━━ Trecho fornecido ━━

O interventor André Dala Possa foi pró-reitor de Extensão e Relações Externas da última gestão. A gestão anterior foi conduzida pela então reitora Maria Carla Schneider, que permaneceu no cargo durante dois mandatos (totalizando oito anos). Antes de tornar-se reitora, Schneider já esteve na gestão da instituição como diretora de Pesquisa e pró-reitora de Pesquisa. Ou seja, a eleição de Gariba para reitor representou uma renovação total no modelo de gestão da reitoria do IFSC.
“Ficou claro, para nós, que o discurso de que o interventor teria aceitado o cargo apenas para manter o funcionamento da instituição é uma mentira. Além de atrapalhar em processos naturais como o de transição, eles estão deixando as pessoas doentes devido ao medo instaurado na rotina de trabalho dos servidores”, destaca Gariba.
O embate que o reitor-interventor tem travado contra o Consup sobre a posse do reitor eleito tem dificultado o debate do conselho sobre os demais assuntos da instituição. Em especial, as discussões e decisões acerca do funcionamento do IFSC durante a pandemia. Desde a intervenção, todas as sessões do Conselho Superior têm despendido muito tempo para discutir a posse e confrontar o interventor. Segundo relatos de conselheiros, houve reuniões com seis horas para tratar das questões referentes à posse.

━━━

### Descrição da tarefa
Como fica, em forma de lista e com os fatos principais, o parágrafo do trecho fornecido que começa com "O embate que o reitor-interventor"?

━━ Itens fornecidos ━━

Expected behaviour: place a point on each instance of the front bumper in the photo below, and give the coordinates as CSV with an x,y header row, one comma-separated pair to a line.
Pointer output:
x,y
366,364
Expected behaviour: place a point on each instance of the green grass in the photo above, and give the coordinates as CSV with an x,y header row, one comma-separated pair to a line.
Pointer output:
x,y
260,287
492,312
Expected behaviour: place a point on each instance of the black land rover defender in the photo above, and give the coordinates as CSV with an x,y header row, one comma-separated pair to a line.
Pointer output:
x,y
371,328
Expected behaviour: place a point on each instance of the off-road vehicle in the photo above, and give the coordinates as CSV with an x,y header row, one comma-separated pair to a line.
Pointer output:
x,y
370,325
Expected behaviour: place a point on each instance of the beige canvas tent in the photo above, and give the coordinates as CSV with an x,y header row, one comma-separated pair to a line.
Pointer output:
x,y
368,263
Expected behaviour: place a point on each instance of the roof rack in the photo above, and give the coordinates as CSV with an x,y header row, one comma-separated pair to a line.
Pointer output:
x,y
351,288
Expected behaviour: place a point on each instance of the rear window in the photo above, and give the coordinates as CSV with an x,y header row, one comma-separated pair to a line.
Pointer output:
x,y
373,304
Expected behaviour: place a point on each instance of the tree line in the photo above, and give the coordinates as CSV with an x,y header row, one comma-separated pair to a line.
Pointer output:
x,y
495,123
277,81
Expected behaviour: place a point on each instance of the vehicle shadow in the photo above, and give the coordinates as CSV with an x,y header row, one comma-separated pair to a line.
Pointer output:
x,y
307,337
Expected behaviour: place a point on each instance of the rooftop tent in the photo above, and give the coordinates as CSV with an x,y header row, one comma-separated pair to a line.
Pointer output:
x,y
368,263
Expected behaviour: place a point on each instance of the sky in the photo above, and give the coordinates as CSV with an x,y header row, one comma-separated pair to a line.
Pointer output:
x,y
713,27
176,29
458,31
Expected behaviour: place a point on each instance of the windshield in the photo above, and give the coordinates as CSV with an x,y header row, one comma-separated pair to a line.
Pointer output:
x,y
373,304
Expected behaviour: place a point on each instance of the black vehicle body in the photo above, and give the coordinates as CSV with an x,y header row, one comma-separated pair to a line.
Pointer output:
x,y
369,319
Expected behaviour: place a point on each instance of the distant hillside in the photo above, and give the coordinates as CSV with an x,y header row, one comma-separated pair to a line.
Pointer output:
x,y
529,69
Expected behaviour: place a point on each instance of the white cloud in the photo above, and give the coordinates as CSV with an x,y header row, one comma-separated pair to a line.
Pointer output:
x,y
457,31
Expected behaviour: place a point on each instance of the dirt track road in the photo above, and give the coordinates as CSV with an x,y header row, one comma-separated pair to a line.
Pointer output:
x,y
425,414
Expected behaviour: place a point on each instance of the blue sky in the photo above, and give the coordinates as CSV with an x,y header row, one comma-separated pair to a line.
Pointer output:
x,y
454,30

━━━

### Resultado da tarefa
- O embate do reitor-interventor com o Consup sobre a posse do reitor eleito tem dificultado o debate do conselho sobre os demais assuntos do IFSC.
- Isso atinge em especial as discussões e decisões sobre o funcionamento do IFSC durante a pandemia.
- Desde a intervenção, todas as sessões do Conselho Superior têm gastado muito tempo discutindo a posse e confrontando o interventor.
- Segundo relatos de conselheiros, houve reuniões de seis horas sobre as questões da posse.